> **WHAT NEEDS TO BE DONE**: Pull out the material from the line that contains "Please mark the smaller" through the end, and copy every line exactly as it appears.

##########

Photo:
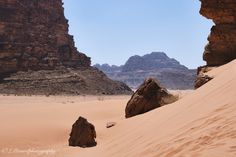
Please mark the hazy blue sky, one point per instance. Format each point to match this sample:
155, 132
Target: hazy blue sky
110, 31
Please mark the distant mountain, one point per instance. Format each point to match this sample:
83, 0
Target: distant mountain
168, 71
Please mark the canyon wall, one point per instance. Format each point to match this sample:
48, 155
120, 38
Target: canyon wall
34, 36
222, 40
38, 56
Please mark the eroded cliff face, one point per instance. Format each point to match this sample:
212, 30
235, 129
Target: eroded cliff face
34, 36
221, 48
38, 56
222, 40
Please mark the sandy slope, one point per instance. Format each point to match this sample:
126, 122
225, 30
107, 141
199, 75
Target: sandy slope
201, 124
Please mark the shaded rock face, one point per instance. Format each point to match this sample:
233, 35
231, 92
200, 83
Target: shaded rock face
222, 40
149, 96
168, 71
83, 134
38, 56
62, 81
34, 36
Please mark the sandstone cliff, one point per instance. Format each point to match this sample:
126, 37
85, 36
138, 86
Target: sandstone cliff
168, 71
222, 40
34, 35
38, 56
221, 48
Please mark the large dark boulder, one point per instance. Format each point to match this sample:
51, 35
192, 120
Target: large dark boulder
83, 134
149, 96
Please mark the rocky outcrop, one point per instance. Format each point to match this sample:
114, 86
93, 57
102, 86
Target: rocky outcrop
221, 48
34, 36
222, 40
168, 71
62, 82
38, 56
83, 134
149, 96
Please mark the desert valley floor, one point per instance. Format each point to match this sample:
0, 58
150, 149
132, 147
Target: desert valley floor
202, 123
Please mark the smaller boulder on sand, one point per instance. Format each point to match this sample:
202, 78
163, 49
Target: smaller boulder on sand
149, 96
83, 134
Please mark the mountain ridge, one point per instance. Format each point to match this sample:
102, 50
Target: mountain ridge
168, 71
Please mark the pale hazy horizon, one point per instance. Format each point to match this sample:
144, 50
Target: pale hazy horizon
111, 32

##########

> **SOLUTION BELOW**:
Please mark the smaller boulder on sand, one point per instance. Format each point to match this sample:
202, 78
163, 49
Target: smaller boulder on sand
149, 96
83, 134
Please mark the mountain ridge, one point per instance. Format each point to match this sample:
102, 50
Target: mountain ridge
168, 71
Please mark the pale hazy horizon, one point per instance. Format each point to match this sample:
144, 50
Target: pale hazy horizon
111, 32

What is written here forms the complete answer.